#### MATERIAL FOR THE TASK
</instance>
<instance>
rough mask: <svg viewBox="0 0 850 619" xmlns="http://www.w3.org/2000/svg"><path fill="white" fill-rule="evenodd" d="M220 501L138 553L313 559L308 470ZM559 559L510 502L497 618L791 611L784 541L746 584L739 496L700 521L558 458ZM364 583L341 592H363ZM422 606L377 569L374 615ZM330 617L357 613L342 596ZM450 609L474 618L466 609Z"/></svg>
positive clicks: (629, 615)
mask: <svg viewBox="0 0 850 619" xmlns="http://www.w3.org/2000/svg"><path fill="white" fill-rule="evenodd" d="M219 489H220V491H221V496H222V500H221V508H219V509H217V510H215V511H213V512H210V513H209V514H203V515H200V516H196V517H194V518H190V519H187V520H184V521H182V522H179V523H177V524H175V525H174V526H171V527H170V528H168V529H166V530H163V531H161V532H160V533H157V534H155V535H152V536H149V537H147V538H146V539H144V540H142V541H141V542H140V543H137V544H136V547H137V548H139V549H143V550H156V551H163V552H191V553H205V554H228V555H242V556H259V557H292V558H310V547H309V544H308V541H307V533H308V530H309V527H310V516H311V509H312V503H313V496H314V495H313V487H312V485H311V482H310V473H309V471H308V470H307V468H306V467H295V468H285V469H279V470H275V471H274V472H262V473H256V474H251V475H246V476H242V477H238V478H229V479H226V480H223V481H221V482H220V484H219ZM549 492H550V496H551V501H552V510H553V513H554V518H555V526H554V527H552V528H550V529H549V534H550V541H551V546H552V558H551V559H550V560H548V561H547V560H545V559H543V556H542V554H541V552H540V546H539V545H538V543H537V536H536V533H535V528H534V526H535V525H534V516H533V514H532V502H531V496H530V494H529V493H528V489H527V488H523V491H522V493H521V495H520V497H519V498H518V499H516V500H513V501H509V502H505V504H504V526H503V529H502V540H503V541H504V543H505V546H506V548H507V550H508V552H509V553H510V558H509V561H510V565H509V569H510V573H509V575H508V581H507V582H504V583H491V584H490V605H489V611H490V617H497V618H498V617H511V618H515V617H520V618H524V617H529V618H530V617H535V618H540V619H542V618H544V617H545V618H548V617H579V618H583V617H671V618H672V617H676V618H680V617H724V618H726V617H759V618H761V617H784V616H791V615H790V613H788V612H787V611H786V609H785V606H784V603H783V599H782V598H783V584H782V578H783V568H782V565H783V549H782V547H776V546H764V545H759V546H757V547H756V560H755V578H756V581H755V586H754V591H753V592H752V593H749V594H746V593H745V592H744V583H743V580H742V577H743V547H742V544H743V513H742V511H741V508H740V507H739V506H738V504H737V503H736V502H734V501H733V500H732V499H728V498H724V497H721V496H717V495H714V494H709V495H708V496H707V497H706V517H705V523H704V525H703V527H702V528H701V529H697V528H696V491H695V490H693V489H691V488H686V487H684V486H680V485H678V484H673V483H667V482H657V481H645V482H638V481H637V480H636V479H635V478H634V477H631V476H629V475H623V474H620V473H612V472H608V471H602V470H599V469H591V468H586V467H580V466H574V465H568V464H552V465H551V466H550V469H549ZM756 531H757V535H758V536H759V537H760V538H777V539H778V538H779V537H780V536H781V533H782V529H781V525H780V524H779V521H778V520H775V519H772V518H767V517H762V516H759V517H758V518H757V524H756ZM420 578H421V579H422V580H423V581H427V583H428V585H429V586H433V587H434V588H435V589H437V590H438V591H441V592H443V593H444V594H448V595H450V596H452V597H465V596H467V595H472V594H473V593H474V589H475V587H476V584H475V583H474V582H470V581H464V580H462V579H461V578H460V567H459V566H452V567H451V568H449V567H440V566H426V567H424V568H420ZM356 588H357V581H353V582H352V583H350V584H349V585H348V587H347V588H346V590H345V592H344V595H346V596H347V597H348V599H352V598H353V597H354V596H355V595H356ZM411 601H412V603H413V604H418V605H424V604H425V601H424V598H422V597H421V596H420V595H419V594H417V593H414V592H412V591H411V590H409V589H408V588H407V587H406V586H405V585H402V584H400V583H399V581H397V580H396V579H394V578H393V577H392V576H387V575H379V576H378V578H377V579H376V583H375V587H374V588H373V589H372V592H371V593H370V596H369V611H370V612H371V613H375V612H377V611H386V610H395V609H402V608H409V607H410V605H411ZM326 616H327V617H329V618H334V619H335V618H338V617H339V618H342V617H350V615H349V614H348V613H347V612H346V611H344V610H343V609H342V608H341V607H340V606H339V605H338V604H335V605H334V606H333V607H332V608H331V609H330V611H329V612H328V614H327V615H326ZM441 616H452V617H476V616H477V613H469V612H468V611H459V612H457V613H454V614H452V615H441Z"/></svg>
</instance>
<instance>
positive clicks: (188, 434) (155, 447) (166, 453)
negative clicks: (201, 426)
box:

==

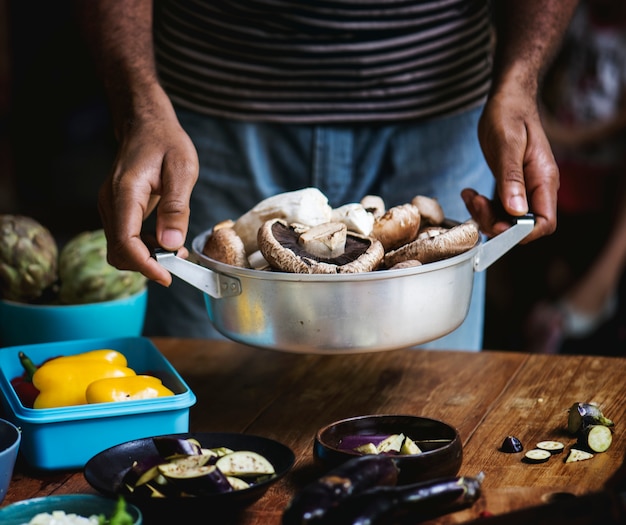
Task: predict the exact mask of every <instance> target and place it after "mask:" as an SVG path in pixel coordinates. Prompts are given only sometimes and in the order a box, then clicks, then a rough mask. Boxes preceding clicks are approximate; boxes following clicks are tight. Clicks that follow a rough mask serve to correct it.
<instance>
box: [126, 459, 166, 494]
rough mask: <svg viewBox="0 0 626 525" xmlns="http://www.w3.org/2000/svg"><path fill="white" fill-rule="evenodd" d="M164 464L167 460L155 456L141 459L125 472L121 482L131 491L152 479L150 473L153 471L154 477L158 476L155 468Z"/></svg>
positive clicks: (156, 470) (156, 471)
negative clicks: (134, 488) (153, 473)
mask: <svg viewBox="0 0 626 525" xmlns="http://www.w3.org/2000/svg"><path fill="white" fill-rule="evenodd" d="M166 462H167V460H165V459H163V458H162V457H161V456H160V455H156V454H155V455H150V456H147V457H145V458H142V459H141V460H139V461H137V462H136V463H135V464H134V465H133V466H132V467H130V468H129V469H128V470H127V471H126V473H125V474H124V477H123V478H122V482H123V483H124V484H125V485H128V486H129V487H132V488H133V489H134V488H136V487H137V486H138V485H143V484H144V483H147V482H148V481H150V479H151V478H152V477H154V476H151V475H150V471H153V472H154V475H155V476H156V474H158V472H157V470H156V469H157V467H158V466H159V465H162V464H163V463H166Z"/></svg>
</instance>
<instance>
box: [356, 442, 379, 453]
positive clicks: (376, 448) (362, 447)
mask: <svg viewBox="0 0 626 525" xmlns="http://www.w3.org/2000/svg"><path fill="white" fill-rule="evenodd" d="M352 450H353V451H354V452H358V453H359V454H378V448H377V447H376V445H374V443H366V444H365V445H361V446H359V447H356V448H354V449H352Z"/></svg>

--

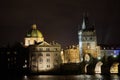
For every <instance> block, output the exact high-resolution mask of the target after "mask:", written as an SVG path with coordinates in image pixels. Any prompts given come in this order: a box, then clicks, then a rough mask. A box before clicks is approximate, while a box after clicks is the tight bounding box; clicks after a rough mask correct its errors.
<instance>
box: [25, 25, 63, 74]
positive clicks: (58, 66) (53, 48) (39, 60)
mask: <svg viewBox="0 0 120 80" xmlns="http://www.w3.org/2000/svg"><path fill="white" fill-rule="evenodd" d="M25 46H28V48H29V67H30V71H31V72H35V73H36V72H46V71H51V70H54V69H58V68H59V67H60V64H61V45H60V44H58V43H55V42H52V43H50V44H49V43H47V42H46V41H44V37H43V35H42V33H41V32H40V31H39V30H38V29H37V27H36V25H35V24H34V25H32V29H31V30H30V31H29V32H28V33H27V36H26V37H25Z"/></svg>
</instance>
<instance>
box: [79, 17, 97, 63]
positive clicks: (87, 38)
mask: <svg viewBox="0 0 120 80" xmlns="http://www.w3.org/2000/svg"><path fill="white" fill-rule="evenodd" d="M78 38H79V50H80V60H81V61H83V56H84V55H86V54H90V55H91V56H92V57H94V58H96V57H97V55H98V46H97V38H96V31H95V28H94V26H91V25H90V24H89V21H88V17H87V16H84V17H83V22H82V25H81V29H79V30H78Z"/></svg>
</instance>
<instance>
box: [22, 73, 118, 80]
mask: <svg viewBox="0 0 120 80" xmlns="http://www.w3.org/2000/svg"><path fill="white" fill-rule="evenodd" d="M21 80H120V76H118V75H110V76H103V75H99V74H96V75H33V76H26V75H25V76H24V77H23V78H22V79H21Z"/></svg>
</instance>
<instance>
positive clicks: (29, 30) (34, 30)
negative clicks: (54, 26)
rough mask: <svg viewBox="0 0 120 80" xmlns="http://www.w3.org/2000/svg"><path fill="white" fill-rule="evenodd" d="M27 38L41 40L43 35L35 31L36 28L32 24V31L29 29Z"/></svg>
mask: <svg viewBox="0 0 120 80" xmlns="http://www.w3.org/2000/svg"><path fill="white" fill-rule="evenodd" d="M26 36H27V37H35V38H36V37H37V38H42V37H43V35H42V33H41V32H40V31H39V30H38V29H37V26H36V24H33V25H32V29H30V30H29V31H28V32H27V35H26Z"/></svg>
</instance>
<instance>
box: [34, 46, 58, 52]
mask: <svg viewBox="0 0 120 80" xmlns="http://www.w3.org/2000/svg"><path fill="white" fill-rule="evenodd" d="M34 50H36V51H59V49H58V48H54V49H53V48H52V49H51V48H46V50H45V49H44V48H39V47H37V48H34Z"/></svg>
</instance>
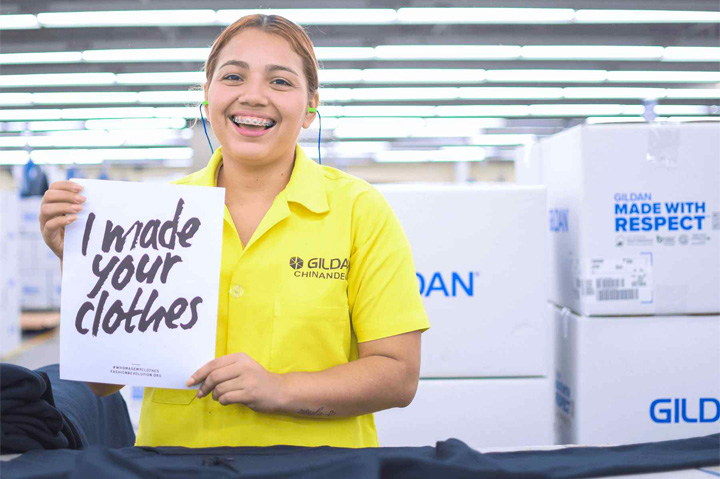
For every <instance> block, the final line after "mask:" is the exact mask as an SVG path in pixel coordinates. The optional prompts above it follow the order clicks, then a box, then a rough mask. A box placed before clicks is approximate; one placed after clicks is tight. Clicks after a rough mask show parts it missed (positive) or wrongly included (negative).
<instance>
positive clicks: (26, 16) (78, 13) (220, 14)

#### TASK BRIEF
How many lines in the rows above contain the word "negative"? Reply with only the number.

#### ANSWER
4